What you should do — Rewrite the passage on procrastination from "This is the" to "develop as individuals.", putting "fear of failure" in place of "perfectionism".

Segment Start: Reading passage

This is the magic formula: Utility = E x V/ (Ã) D

I am impressed by this work, but it is also supremely practical, because it helps point us at appropriate targets to treat our own tendency to procrastinate.

There is also something else that is very important. Many of us believe from our own experience that perfectionism is indeed the root of our own procrastination. For a long time I thought so myself. But research like his helps us to re-analyze our understanding of ourselves. We all begin by using folk psychology to explain our behavior and the behaviors of other people. The trouble is that those explanations are often wrong. Research like this can be enormously helpful as we grow and develop as individuals.

It remains unclear why some people may be more prone to procrastination, but some evidence suggests it may be genetic. It may also be more common in people with anxiety disorders or attention deficit disorder.

You may also be interested to evaluate your own tendency to procrastinate. There is a terrific resource here.

“If we wait for the moment when everything, absolutely everything is ready, we shall never begin.”

Segment End: Reading passage
Segment Start: Extracted material

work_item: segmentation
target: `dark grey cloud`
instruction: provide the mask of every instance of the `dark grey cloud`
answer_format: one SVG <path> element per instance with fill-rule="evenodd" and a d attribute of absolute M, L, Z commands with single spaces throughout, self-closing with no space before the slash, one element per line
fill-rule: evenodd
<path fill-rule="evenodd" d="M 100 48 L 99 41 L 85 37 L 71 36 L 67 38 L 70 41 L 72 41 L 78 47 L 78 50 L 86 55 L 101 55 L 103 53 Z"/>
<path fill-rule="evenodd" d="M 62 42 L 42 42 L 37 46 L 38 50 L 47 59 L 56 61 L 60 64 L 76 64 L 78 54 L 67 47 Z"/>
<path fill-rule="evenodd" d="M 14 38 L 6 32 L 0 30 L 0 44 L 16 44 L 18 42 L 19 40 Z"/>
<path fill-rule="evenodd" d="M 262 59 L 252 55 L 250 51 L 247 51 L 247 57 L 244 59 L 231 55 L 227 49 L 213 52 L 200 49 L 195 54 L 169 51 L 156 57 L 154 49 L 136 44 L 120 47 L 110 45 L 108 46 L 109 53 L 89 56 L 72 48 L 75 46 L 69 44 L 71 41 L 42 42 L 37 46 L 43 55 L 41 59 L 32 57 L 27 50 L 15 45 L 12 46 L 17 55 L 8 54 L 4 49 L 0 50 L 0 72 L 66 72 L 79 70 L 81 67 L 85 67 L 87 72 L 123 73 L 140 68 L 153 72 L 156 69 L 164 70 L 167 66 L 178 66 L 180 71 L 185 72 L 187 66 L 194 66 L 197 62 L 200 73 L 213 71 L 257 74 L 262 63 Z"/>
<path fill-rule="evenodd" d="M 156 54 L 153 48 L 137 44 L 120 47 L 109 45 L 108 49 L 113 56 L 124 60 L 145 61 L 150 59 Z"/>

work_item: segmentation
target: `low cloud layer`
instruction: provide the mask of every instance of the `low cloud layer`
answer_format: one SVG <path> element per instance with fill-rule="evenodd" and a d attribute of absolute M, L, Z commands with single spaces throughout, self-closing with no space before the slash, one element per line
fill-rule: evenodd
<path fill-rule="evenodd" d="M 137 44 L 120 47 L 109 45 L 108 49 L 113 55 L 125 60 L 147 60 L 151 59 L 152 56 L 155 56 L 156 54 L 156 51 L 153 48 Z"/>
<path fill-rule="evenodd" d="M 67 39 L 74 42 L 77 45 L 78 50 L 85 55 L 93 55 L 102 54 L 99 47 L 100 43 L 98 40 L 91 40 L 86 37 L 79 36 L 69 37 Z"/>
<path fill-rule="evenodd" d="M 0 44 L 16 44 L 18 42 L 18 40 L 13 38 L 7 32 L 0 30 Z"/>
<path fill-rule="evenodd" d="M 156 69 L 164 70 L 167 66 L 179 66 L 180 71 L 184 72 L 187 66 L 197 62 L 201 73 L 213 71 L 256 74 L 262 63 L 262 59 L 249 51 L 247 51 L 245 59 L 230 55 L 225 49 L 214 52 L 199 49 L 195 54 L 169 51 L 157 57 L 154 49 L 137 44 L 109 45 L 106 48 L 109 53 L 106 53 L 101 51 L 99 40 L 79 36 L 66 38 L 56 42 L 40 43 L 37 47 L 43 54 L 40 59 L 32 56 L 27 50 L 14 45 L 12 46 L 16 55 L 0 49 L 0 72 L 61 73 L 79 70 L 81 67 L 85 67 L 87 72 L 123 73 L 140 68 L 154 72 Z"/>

Segment End: Extracted material

Answer for this exercise —
This is the magic formula: Utility = E x V/ (Ã) D

I am impressed by this work, but it is also supremely practical, because it helps point us at appropriate targets to treat our own tendency to procrastinate.

There is also something else that is very important. Many of us believe from our own experience that fear of failure is indeed the root of our own procrastination. For a long time I thought so myself. But research like his helps us to re-analyze our understanding of ourselves. We all begin by using folk psychology to explain our behavior and the behaviors of other people. The trouble is that those explanations are often wrong. Research like this can be enormously helpful as we grow and develop as individuals.